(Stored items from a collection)

━━━━━━━━━━

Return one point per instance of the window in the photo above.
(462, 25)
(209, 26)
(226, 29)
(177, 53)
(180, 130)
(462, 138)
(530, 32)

━━━━━━━━━━

→ **DIRECTIVE**: Rewrite the entries with "window" switched to "door" and everything else left the same.

→ **TASK RESPONSE**:
Return one point per instance of the door in the photo above.
(462, 25)
(209, 26)
(226, 29)
(177, 53)
(180, 130)
(462, 138)
(530, 32)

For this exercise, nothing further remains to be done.